Task prompt >> Can you render the records from the line containing "the hippo shown" through the line containing "[(71, 38), (38, 40)]", both included, as a two-column CSV with the headers instruction and answer? Give one row per record, putting each value in a single quoted field with line breaks replaced by spaces.

[Start Stored rows]

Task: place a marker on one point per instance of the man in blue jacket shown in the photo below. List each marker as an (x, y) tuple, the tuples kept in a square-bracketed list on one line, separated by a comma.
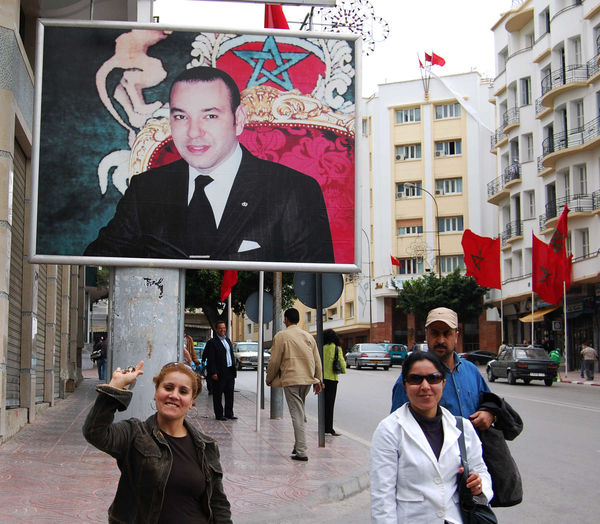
[(464, 384)]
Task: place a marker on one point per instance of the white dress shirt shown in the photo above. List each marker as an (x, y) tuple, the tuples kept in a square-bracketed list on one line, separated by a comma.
[(218, 190)]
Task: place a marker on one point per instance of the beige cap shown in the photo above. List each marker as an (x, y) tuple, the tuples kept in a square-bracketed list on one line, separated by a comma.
[(442, 314)]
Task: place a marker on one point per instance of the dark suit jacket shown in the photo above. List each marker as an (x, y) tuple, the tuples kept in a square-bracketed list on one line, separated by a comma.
[(280, 212), (216, 360)]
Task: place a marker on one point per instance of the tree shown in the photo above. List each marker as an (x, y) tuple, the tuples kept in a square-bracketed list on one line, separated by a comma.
[(203, 290), (454, 291)]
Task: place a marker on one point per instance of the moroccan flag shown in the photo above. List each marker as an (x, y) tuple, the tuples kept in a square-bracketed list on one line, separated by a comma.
[(549, 271), (274, 17), (437, 60), (482, 259), (229, 280)]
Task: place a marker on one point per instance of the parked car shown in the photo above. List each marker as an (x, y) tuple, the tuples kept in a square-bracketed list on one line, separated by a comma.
[(246, 355), (372, 355), (479, 356), (397, 352), (523, 362)]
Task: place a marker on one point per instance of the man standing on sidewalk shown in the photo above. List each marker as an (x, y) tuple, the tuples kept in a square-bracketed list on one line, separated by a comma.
[(220, 365), (295, 365), (589, 356)]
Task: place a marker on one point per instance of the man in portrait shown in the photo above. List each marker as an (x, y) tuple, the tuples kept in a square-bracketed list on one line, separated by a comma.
[(218, 202)]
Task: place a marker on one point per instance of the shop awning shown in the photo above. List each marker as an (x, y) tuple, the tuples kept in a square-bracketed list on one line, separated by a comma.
[(538, 315)]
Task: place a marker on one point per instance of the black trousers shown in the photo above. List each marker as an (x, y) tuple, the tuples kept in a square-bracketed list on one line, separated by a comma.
[(223, 387), (330, 391)]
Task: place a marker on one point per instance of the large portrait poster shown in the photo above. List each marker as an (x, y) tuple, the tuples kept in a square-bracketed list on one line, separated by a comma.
[(185, 148)]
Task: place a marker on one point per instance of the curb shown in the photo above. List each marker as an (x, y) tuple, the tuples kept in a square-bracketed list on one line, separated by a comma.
[(335, 491)]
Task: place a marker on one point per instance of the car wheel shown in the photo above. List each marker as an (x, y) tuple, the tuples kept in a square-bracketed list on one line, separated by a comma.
[(511, 378)]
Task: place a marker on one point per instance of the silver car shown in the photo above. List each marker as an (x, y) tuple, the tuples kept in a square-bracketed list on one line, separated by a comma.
[(246, 355), (371, 355)]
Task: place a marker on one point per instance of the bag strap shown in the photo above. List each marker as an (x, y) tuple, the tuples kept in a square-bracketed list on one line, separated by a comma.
[(461, 445)]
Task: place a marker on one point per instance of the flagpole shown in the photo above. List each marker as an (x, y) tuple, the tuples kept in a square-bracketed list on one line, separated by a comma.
[(565, 321)]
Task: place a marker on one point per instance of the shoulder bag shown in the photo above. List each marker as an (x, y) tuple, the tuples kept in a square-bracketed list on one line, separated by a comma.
[(473, 512)]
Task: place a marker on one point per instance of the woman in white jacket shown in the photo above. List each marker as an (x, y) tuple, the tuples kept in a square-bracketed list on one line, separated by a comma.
[(415, 457)]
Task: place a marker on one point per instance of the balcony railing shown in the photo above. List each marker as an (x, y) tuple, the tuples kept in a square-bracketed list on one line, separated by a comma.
[(511, 116), (580, 203), (572, 138), (571, 74), (513, 229)]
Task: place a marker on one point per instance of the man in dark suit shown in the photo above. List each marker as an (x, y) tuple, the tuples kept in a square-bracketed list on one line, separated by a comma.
[(219, 201), (220, 365)]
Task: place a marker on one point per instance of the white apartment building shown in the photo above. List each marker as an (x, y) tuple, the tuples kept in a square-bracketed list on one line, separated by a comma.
[(547, 147)]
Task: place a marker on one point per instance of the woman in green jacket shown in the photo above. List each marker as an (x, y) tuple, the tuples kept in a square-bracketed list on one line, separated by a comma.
[(331, 345)]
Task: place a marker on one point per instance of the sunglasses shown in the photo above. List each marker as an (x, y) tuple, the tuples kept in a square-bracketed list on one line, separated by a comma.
[(433, 378)]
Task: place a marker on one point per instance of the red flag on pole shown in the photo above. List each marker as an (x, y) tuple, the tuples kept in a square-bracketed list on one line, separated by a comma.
[(229, 280), (437, 60), (549, 271), (482, 259), (274, 17)]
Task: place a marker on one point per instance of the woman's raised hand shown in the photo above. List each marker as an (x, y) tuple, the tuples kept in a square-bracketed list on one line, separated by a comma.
[(121, 378)]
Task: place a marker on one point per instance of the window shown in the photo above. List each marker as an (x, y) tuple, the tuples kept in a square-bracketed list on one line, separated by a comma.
[(408, 152), (404, 190), (349, 309), (527, 147), (450, 224), (409, 227), (447, 111), (529, 200), (449, 264), (584, 238), (410, 266), (448, 186), (406, 116), (525, 91), (448, 148), (581, 179)]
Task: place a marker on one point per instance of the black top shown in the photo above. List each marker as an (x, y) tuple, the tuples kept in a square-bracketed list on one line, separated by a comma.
[(185, 486), (432, 427)]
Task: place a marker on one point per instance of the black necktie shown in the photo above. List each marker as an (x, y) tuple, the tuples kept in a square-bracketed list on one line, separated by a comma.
[(201, 228)]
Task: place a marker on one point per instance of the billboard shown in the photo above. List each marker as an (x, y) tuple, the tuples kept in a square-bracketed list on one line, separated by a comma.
[(174, 147)]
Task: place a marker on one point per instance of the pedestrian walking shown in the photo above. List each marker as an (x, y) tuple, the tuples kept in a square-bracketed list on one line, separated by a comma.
[(416, 455), (589, 355), (170, 472), (295, 365), (333, 363)]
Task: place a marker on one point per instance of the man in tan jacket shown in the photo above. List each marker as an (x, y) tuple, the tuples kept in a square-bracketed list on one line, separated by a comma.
[(295, 365)]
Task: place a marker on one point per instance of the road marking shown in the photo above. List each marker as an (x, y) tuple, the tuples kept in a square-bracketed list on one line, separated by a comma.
[(557, 403)]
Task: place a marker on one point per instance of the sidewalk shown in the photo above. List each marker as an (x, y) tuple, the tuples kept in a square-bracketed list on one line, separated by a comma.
[(49, 473)]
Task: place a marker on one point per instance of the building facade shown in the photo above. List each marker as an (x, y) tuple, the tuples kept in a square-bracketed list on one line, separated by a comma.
[(547, 146)]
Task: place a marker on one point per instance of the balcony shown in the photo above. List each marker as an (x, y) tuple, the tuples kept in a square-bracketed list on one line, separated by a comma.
[(571, 141), (496, 139), (511, 119), (562, 80), (497, 189), (513, 231), (580, 203)]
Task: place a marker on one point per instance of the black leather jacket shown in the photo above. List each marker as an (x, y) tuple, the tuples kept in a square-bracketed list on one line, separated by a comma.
[(145, 460)]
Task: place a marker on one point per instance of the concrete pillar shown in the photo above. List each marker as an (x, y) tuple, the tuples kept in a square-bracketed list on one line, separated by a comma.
[(146, 311)]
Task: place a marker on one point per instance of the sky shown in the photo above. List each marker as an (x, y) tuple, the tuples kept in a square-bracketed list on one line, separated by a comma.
[(458, 31)]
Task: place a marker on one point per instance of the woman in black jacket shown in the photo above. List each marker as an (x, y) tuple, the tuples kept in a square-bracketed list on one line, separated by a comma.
[(170, 472)]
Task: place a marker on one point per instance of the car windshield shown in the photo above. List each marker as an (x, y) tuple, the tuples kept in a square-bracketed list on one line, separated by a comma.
[(531, 353), (247, 348)]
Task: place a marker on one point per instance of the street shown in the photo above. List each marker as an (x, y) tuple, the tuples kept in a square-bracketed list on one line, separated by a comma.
[(558, 453)]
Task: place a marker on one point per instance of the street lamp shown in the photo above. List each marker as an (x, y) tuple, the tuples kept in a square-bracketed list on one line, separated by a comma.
[(437, 224)]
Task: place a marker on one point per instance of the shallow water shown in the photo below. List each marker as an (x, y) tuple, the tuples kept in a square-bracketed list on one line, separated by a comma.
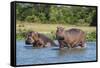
[(26, 54)]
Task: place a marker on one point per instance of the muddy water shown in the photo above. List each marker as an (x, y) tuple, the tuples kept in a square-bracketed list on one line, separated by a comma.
[(26, 54)]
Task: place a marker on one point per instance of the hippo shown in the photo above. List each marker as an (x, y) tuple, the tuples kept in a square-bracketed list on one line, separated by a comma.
[(71, 38), (38, 40)]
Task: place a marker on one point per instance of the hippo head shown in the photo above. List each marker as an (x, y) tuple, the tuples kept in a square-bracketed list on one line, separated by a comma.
[(60, 33), (31, 37)]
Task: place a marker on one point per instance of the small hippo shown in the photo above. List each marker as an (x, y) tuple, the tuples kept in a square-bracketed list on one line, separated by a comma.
[(70, 38), (39, 40)]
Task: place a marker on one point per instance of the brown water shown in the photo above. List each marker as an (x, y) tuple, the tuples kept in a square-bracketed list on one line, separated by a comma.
[(27, 55)]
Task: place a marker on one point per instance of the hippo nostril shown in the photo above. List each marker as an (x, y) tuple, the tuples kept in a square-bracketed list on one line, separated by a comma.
[(27, 42)]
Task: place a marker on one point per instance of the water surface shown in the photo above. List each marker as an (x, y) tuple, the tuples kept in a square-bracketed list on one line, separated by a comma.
[(26, 54)]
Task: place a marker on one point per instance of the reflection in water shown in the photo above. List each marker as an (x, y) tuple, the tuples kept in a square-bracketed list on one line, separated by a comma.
[(26, 54), (68, 51)]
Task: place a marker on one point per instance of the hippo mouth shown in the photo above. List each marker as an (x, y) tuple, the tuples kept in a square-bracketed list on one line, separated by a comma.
[(60, 38)]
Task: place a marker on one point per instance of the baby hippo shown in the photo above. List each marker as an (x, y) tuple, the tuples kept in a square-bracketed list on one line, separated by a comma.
[(39, 40), (70, 38)]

[End Stored rows]

Response for this exercise >>
instruction,answer
"Task: place a marker on one point per instance of the hippo shown in the photo above. List each marker as an (x, y) tuple, the tuples kept in a square-bracketed list on one line, separated by a comma.","[(71, 38), (38, 40)]"